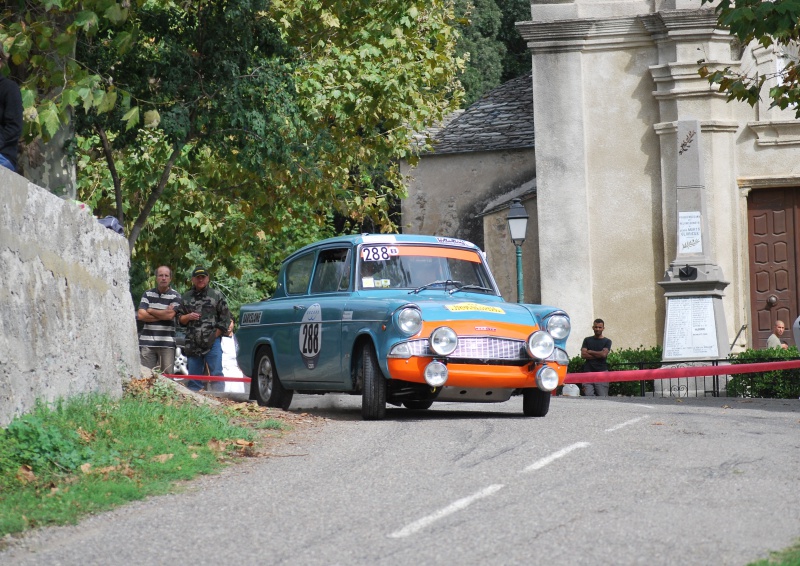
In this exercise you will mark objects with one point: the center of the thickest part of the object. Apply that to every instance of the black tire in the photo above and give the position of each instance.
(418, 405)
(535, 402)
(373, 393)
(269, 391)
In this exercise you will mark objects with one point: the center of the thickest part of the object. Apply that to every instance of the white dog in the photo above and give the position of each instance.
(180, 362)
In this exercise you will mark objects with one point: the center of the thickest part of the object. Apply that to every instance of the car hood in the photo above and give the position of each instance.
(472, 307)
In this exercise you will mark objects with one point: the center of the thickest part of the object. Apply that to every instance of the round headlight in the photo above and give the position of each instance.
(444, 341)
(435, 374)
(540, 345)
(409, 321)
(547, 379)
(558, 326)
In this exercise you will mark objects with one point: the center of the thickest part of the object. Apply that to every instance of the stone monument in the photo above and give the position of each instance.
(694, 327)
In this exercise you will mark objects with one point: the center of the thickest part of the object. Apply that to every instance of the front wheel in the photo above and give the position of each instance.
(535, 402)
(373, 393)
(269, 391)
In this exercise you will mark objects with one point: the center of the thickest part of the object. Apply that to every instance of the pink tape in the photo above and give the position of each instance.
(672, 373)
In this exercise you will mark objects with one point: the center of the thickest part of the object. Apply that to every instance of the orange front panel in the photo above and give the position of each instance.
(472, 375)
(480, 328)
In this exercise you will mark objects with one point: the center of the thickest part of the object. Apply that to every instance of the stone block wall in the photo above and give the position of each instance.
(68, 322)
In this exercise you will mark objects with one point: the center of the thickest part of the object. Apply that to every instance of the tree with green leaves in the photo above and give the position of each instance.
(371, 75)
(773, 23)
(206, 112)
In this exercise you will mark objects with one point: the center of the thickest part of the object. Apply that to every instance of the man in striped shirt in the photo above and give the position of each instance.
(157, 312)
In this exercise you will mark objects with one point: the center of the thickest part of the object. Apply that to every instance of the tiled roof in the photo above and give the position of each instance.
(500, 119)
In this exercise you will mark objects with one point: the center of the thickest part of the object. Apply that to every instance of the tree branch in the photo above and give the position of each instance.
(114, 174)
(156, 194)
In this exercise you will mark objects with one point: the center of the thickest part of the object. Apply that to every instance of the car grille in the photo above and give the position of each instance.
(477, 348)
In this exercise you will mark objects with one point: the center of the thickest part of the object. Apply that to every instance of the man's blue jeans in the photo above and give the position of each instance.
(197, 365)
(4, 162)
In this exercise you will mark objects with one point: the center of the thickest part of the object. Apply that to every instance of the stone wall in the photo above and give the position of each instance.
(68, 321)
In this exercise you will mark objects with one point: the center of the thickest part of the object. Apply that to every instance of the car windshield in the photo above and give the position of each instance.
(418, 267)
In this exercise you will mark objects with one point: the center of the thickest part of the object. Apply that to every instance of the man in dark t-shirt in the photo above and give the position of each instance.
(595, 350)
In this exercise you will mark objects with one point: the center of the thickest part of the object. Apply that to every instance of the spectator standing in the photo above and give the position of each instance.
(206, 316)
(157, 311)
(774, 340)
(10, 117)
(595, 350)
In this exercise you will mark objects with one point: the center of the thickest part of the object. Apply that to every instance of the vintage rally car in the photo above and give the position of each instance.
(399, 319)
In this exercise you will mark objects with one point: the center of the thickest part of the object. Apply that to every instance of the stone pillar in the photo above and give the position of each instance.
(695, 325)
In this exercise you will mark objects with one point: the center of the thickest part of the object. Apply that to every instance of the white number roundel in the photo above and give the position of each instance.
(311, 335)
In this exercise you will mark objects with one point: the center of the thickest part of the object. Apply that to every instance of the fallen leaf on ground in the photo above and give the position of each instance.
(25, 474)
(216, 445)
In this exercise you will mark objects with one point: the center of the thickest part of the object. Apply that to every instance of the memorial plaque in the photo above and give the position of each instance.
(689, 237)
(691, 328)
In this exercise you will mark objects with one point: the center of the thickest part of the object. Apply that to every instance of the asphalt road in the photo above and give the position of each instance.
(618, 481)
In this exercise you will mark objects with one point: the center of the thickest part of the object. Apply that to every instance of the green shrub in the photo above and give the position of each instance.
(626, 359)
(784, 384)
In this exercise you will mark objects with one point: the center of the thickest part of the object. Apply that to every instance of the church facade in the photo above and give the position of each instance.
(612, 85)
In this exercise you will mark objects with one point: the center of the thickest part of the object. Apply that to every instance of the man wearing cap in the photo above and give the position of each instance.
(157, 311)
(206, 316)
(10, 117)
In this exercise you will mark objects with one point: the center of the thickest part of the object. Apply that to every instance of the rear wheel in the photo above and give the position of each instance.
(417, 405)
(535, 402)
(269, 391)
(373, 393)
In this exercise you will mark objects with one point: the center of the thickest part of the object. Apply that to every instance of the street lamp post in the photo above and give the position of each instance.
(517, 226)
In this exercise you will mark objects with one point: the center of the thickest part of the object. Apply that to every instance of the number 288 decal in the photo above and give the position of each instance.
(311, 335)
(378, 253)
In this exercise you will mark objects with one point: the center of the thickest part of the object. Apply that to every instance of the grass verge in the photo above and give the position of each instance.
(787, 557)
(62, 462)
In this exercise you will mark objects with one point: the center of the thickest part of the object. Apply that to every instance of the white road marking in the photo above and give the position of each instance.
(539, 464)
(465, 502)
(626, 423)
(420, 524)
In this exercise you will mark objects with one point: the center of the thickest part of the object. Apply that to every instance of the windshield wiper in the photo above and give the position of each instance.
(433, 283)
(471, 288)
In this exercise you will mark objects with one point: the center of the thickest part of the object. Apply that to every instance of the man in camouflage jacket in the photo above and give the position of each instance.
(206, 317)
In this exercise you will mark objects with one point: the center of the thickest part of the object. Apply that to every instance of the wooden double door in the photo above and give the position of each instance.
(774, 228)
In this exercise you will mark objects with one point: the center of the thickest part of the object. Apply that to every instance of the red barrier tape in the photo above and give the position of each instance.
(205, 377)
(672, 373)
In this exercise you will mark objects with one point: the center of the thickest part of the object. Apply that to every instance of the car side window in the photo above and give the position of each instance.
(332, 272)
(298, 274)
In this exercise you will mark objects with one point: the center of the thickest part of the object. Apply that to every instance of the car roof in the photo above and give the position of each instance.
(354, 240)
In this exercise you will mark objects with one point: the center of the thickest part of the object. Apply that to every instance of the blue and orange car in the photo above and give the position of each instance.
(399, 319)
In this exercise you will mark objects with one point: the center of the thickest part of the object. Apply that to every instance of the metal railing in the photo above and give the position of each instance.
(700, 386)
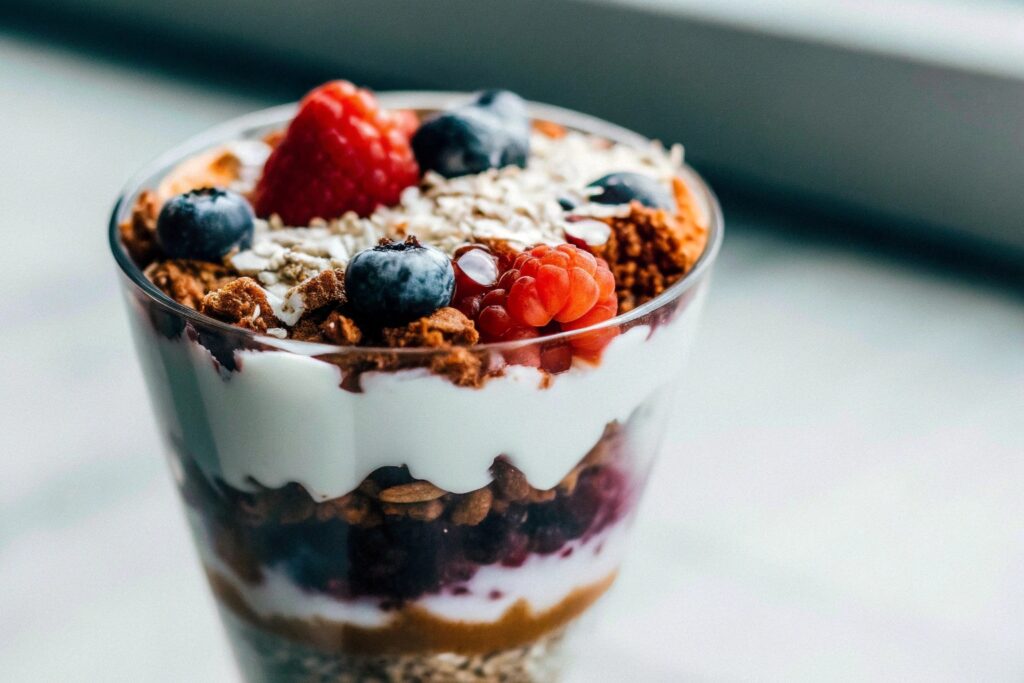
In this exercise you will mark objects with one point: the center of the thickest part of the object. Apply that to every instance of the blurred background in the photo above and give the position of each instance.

**To do:** The records above are to be quoted exactly, with all pictures left out.

**Solution to this problem:**
In this exercise you will mark objects with one point: the center of the thickest part of the object. Apply that to every instance of the black tire in the photo above and give the position of each instance.
(418, 405)
(535, 402)
(373, 393)
(269, 391)
In this exercise you will mark objects with one point: the center of the thickest part of the object. Apply that to every instance of the white dog in the photo above and give the position of each instance.
(180, 362)
In this exercise you will mark objects with one point: the center of the thickest part of the object. Apply that to every instance of the car hood in the photo above and give the position of each instance.
(472, 307)
In this exercise you will mark objects with one point: the center of the thickest part of the object. Apply that to every instance of the round headlight in the photo above and give the position of each instance.
(444, 341)
(435, 374)
(540, 345)
(409, 321)
(547, 379)
(558, 326)
In this exercise you will mark objects with one point: the center of the thickest part of the object. Apply that to every instance of the stone monument in the photo above and give the position of each instance.
(694, 327)
In this exercise you will mark objects with one point: the center of the thickest part of the object. Apply that to every instance of the front wheel in the photo above and give the position of each instance.
(535, 402)
(373, 393)
(269, 391)
In this exercise you will mark objects with one point: the center of the thickest part of the object. Apply that to every instance of the pink tape in the photo above and give the position of each instance.
(672, 373)
In this exercise you will mark objects with one point: the center of the thickest part of the object. Apply that to every instance of the orange front panel in the photo above and give the position of each instance.
(472, 375)
(480, 328)
In this exercise you will mark objects with one point: the center of the thickest part of the object. Apply that to every instance of the stone block wall in the photo above and give the position of each instance.
(68, 322)
In this exercise you will mark objects with one point: the center of the thickest part of the object. Apply that to every instance of the tree with green leaves in the photo above and give the position of each instance.
(371, 75)
(773, 23)
(206, 112)
In this exercise you will mark objects with one point: the center of the thickest part of the object. Apply that to every instance of the man in striped shirt in the photo above and give the position of each instance.
(157, 312)
In this exercise you will mark objects with one point: the center of the thickest part of the object. Apply that to every instance of the tiled roof in the photo above and give the position of each instance.
(500, 119)
In this exercise you will mark objects with one point: the center of the thickest part of the object. Apply that to every instance of the tree branch in the photo above and give the position of each instance.
(114, 174)
(156, 194)
In this exercise you will mark objects with one point: the center of the thickest part of the object. Apply that to every instance of the car grille in the photo above and give the position of each instance.
(477, 348)
In this exercise you will mark objects with one point: the center of the thickest part of the object. Apply that to every instance of the man's blue jeans in the photo above and give the position of each instance.
(197, 365)
(4, 162)
In this exercise you will mark objects with one point: the center of the thickest part of the object. Apply that to every instance of the stone wall in the photo above and give the position of each instance.
(68, 321)
In this exercise you will mark objects with one point: the center of the thickest part of the object. Apply that to every instance of the car windshield in the photo above and give the position of each instance.
(418, 267)
In this exercise you will mark objects with one point: the center of the thickest part of the object. Apply that to every instance of the man in dark t-shirt in the photo above and give the position of each instance.
(595, 350)
In this exercise you will mark objects with one point: the center of the thickest part of the object. Apply that to every instance of the spectator standing in the photo above and give the position of each instance.
(206, 316)
(157, 311)
(774, 340)
(10, 117)
(595, 350)
In this exercise you will mark objects with one point: the center of the thickest part of the object. Apply that to every instance of the vintage rally car in the photo above and give the position of each instance.
(399, 319)
In this exercise you will mark objects with one point: the center of the thickest part of the object. Apply that to every instance of the stone pillar in the photo above and give the position of each instance.
(695, 325)
In this exercise you will mark objects with one point: the center of the thickest part of the object. Apply that to every instance of the white number roundel in the photo above and give the position of each instance.
(311, 335)
In this exercise you will mark objects with one point: the center of the thickest part of the object. Apply that to every instance of the fallen leaf on ground in the photo above and give the position of each instance.
(25, 474)
(216, 445)
In this exercise you will mark objects with one point: the center of the thickest part of the object. Apply that to every instance of the memorial plaque in the photo above and give the position of each instance.
(689, 237)
(691, 328)
In this exercise you will mark objects with one point: the center of the thickest part of the object. Apply that to every instance of the asphalt road in the photo above and give the position of each instance.
(618, 481)
In this exercise you will mark objects with one point: the center of the thickest part of the object. Apply that to every instance of the green shrub in the photo above and give the position of each instance.
(626, 359)
(784, 384)
In this exercise you will mark objects with one point: the center of the thickest part of the object. Apply that to every instance of the church facade in the photo above and give the position of each instance.
(612, 85)
In this exercise you will mark objects with one point: the center of the thickest part of the object. Apply that to every instance of the man wearing cap in the photo above and give the position of each instance.
(157, 311)
(206, 316)
(10, 117)
In this exercise you will mark objects with one point: the center of the thickest part of the object. Apply that to every instance of the rear wheel in the photo above and give the position of each instance.
(417, 405)
(535, 402)
(269, 391)
(373, 393)
In this exercise you will mark objects with one point: the center of the thickest part of the object. Apply that to every instance of the street lamp post in the photo above and give the position of each instance.
(517, 226)
In this exercise you will mark objects with one point: the center of the thickest part of the object. Apply that to every instance of the number 288 decal in the photo above and give the position of each instance.
(311, 335)
(378, 253)
In this exercise you will mark objects with one point: the center of the thickest part of the object. Apply that to every instance of the grass verge in the photo above and give the position of each instance.
(787, 557)
(62, 462)
In this exercise you will mark objects with one point: the center of the thickest part of the object. Apply that to every instance of the white road marking in the photo above and give the position of each instance.
(539, 464)
(465, 502)
(626, 423)
(420, 524)
In this exercise you will mark objects with one point: the center of the thickest part of the object. Apply that to every instance of the windshield wiper in the photo above and give the position of each instance.
(433, 283)
(471, 288)
In this exercise you will mark objects with one point: the center of the thickest part of the object. Apply that to every instance of the man in camouflage jacket in the photo above and give the position of each instance.
(206, 317)
In this exercise you will mark objects with one point: the center of the thickest part of the object. Apply that to every instance of the wooden double door in the photo above and give the position of each instance.
(774, 228)
In this exercise you will mark objects with one point: the center of the thickest part of the object. Apply that to every instance of the red barrier tape in the photo above and give the position of each instance.
(205, 377)
(672, 373)
In this exercise you will mark objects with one point: the center of the thickest part of the object. Apply that to every instance of the car side window in the photo above and give the position of each instance.
(332, 272)
(298, 274)
In this exercise you will mark objects with one point: the center of the thickest part of the object. Apply that to every instance of the car roof in the photo above and give the position of each instance.
(354, 240)
In this exercise you will mark objects with one point: the center of the thickest part of the object. Apply that to every instance of the blue and orange car in the photo above and give the position of each instance.
(399, 319)
In this exercise you will mark objects with one point: the center of the thickest part of the object. Apply that to every instance of the metal railing in the photo above and give the position of each instance.
(700, 386)
In this exercise you will mark objects with one point: the center of the thickest part of the object. Apply that to every instance of the blurred background in the photo above and give the position of each instance.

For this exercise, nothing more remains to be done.